* **Studietekst**:
Leerdoelen weefsels deel 2
Leerdoelen Bloed
op te noemen welke cellen er in het bloed voorkomen en
de samenstelling van het bloedplasma beschrijven
In het bloed komen 3 soorten cellen voor; erythrocyten (rode
bloedcellen), leukocyten (witte bloedcellen) & trombocyten
(bloedplaatjes).
Het bloedplasma (pH = 7.4, 58%) bestaat uit voornamelijk uit water (92%) en
plasma-eiwitten (waarvan albumine, globuline en fibrinogeen). Ook bevat het
elektrocyten en nutriënten. Het albumine zorgt voor het houden van de
osmotische druk, fibrinogeen zorgt voor cross-links zodat bloed niet uit kleine
vaatjes van treden, bloedstolling. Ook zit er nog globuline (transport, afweer) en
andere eiwitten in voor bv hormonen, enzymen en stolling.
Het hematocriet is ong 42% (rode bloedcellen) in het bloed.
erythrocyten, thrombocyten en de verschillende leukocyten te herkennen
aan hun grootte, vorm of andere morfologische kenmerken, zoals de vorm
van de nucleus
de functies van erythrocyten, leukocyten en thrombocyten en de eiwitten
die voorkomen in het bloedplasma te benoemen en uit te leggen
erythrocyten = rode bloedcellen hebben geen kern en zijn compleet gevuld
met zuurstofdragend-hemoglobine (verlaten niet de bloedstroom).
Ze zijn aan de buitenranden dikker dan in het midden = biconcave
vorm (7.5 um). Ze zijn vrij flexibel. Ze bepalen de viscositeit
(stroperigheid) van het bloed.
Thrombocyten = bloedplaatjes, erg klein, geen celkern,
membraangebonden fragmenten (2-4 um). Ze komen van de scheiding van
eindes van cytoplasmatische processen. Ze zorgen voor het klonteren van
bloed en helpen van het herstellen van kleine scheuren in bloedvaatjes.
leukocyten = witte bloedcellen hebben diverse functies en maken
onderdeel uit van de hoofddefensie mechanismen tegen infectie. Ze verlaten de
bloedbaan en migreren naar weefsels waar ze functioneel worden
voor de immuniteit. Hier laten ze cytokines vrij. Er zijn twee
groepen; granulocyten & agranulocyten (ingedeeld op
dichtheid en cytoplasmatische granules). Granulocyten;
neutrofielen, eosinofiele en basofielen.

* **Inhoud lijst**:

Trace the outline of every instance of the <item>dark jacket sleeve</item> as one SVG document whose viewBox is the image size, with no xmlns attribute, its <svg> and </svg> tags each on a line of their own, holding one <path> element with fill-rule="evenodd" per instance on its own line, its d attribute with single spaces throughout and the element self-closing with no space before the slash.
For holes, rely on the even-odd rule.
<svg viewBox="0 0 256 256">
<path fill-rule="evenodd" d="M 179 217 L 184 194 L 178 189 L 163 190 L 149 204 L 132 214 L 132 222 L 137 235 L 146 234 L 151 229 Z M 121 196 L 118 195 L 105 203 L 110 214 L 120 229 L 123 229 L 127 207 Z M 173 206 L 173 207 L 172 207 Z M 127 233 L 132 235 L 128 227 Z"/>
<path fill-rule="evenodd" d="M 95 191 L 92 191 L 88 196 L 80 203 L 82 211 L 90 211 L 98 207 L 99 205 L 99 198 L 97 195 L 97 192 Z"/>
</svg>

* **Opdracht**:
Beoordeel of de volgende beweringen overeenkomen met de studietekst over bloed, en citeer bij elk antwoord (ja of nee) de beslissende woorden uit die tekst: (a) Erythrocyten bevatten geen kern. (b) Leukocyten blijven altijd in de bloedbaan. (c) Albumine zorgt voor de bloedstolling. De lijst speelt hierbij geen rol.

* **Antwoord**:
(a) Ja: "rode bloedcellen hebben geen kern"
(b) Nee: "Ze verlaten de bloedbaan en migreren naar weefsels"
(c) Nee: "Het albumine zorgt voor het houden van de osmotische druk"